RECORDS PROVIDED: Begin

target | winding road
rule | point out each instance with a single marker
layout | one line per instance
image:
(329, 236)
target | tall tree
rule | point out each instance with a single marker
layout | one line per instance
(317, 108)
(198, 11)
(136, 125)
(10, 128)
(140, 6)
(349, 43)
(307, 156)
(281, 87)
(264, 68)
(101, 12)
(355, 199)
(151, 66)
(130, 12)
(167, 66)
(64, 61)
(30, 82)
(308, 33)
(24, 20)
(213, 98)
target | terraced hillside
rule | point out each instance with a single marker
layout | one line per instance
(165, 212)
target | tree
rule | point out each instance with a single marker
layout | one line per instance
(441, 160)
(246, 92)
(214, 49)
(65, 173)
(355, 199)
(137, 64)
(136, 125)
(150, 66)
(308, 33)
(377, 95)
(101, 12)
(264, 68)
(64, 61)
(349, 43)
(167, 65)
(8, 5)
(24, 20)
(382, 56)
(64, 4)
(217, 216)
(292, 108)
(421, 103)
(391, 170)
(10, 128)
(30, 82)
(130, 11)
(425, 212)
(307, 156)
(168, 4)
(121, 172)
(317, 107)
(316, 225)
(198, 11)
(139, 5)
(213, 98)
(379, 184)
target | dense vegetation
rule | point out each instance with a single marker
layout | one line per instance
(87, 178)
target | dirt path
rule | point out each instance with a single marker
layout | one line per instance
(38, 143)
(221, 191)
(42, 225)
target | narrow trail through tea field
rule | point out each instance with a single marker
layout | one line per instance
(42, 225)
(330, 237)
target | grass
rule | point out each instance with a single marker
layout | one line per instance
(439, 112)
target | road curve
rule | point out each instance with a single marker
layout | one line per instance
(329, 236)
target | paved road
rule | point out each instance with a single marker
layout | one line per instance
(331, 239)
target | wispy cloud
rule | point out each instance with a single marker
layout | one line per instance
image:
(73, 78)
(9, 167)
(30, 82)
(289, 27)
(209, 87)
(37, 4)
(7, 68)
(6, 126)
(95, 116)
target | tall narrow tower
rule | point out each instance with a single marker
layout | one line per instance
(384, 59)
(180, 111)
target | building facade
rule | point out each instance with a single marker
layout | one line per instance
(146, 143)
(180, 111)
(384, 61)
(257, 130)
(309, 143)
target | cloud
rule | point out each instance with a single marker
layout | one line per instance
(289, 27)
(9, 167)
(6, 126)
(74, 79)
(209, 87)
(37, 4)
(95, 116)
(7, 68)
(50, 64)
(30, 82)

RECORDS PROVIDED: End

### WHAT TO DO
Make a list of all lines in the data that contain "road".

### OUTPUT OF THE TASK
target | winding road
target | road curve
target | paved road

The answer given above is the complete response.